*Available data:*
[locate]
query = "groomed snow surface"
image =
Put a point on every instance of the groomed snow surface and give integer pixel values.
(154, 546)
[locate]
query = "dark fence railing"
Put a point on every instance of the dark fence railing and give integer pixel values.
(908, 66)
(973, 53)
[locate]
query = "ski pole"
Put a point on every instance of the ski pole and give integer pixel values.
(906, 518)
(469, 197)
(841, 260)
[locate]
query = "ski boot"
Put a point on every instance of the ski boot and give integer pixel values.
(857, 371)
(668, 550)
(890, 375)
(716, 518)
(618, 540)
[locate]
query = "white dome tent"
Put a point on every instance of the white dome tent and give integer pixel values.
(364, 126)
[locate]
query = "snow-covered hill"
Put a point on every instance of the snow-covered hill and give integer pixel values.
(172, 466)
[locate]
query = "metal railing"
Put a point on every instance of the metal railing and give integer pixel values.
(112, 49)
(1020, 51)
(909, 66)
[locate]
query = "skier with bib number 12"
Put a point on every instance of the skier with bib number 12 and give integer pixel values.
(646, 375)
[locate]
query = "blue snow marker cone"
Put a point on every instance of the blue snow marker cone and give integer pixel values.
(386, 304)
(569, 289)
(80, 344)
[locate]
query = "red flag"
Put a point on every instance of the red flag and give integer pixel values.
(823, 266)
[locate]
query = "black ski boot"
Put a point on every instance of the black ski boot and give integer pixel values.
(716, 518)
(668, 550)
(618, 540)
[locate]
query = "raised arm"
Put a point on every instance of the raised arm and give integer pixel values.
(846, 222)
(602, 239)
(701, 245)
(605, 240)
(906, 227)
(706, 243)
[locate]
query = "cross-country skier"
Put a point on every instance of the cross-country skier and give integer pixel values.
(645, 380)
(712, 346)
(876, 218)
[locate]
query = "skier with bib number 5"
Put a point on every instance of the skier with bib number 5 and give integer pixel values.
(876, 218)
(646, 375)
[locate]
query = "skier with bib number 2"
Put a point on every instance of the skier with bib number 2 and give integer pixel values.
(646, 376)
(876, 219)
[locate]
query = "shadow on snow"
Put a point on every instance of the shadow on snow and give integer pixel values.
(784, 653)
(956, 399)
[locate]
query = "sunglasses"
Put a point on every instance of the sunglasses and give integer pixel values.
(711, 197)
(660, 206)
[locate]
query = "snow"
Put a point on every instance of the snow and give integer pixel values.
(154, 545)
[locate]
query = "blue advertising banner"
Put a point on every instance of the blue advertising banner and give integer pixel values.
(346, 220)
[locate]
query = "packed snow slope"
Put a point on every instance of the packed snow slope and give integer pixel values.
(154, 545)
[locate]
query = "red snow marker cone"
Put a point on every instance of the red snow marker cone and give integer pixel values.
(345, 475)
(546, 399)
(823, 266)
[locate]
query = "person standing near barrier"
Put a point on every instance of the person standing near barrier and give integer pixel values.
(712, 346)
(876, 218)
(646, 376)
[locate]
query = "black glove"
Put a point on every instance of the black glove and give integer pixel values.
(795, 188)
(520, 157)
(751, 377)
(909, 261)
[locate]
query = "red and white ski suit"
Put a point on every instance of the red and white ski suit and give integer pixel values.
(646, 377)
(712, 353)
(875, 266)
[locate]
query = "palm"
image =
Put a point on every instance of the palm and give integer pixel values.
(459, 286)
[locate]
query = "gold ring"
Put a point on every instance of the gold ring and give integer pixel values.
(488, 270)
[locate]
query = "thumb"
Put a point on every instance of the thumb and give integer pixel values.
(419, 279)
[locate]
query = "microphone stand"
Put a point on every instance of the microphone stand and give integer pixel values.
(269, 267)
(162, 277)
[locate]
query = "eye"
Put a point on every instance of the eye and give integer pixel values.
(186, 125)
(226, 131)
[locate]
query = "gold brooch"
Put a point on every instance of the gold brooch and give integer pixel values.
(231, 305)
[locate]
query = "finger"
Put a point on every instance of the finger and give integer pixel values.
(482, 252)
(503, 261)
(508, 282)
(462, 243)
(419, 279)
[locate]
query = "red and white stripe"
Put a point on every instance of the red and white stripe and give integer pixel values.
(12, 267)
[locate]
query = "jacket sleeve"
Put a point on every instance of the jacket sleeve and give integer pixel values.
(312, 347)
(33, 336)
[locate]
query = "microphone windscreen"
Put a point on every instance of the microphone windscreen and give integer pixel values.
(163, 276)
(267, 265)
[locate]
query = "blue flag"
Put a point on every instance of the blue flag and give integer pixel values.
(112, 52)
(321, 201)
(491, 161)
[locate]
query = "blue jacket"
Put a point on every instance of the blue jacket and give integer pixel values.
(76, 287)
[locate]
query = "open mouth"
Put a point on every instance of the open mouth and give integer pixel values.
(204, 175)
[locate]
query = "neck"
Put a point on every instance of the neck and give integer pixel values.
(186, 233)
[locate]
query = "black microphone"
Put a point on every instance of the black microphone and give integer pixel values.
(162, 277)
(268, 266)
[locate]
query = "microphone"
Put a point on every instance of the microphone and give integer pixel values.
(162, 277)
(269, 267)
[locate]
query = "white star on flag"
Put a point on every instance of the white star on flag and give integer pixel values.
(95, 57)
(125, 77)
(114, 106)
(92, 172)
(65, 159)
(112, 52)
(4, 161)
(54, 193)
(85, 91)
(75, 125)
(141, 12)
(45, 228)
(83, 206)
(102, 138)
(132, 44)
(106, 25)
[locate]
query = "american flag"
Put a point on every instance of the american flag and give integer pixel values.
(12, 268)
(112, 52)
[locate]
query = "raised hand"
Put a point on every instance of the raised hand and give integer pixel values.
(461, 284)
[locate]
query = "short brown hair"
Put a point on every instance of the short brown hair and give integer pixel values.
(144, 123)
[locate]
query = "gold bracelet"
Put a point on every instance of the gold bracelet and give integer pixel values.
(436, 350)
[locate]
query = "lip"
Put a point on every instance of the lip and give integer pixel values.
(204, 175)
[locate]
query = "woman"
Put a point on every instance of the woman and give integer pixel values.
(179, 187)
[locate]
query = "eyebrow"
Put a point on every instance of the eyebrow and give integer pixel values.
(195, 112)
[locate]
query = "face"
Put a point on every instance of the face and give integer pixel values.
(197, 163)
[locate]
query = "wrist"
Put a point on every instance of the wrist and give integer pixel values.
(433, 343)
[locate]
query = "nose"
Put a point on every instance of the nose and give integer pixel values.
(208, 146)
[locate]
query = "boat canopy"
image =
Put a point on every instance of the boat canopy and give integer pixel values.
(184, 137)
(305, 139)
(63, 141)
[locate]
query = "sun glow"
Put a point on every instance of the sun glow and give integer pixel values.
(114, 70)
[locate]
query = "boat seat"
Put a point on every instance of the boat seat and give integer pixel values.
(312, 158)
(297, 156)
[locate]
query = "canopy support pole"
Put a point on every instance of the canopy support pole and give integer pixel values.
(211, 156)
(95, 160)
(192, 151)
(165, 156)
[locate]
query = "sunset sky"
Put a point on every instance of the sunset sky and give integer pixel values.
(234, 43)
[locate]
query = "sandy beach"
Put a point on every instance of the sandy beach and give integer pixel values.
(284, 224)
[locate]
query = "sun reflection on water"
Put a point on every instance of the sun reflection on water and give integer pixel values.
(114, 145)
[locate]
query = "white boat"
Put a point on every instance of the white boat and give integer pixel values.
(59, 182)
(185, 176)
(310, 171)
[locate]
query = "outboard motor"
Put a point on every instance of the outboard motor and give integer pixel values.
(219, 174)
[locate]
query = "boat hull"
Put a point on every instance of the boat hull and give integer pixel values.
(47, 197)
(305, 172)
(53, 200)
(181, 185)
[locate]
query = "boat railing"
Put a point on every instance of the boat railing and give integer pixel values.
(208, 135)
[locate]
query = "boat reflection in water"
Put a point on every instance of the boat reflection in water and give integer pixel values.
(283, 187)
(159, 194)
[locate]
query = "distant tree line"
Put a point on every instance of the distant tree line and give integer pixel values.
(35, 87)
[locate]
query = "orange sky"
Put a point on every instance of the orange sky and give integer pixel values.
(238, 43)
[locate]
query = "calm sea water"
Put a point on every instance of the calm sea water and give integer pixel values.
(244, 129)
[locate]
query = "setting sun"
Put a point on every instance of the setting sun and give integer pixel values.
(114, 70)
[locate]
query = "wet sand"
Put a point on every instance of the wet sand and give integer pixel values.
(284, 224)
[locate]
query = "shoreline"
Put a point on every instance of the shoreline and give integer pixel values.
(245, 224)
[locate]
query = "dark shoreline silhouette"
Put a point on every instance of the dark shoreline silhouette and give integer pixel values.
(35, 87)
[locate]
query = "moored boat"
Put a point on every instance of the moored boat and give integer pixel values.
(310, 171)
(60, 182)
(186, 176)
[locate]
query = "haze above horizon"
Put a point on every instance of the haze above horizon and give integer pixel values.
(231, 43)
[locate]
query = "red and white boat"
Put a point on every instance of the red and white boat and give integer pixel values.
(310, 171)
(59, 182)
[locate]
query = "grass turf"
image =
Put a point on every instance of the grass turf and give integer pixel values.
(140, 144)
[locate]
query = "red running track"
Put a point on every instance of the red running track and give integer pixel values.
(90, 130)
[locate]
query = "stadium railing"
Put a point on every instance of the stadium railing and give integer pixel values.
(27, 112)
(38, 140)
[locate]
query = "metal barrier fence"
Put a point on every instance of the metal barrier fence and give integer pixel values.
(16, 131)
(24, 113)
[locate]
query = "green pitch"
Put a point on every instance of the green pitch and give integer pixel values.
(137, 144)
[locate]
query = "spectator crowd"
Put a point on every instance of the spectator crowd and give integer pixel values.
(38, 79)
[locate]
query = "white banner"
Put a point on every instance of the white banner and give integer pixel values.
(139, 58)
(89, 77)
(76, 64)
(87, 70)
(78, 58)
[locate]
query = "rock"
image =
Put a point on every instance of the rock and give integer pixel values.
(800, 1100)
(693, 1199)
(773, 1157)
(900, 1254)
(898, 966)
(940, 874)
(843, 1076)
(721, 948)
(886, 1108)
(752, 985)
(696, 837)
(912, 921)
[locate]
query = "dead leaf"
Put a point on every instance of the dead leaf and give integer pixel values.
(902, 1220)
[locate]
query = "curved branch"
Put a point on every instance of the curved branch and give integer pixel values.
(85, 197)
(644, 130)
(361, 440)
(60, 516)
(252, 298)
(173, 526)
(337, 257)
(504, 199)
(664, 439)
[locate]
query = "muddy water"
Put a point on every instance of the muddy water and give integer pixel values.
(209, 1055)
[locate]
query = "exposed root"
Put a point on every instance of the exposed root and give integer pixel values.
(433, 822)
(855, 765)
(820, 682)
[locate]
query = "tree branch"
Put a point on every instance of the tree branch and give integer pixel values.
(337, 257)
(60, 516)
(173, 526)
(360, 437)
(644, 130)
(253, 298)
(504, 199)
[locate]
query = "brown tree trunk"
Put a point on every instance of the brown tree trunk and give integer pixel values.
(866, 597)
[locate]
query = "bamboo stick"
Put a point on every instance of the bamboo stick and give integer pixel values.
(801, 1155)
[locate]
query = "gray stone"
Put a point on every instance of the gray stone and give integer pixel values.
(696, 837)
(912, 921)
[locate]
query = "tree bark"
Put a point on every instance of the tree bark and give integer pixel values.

*Stated task:* List every line of the data above that contains the string "neck". Case counts.

*Written response:*
query = "neck"
Put a point on every instance of the neck and give integer pixel values.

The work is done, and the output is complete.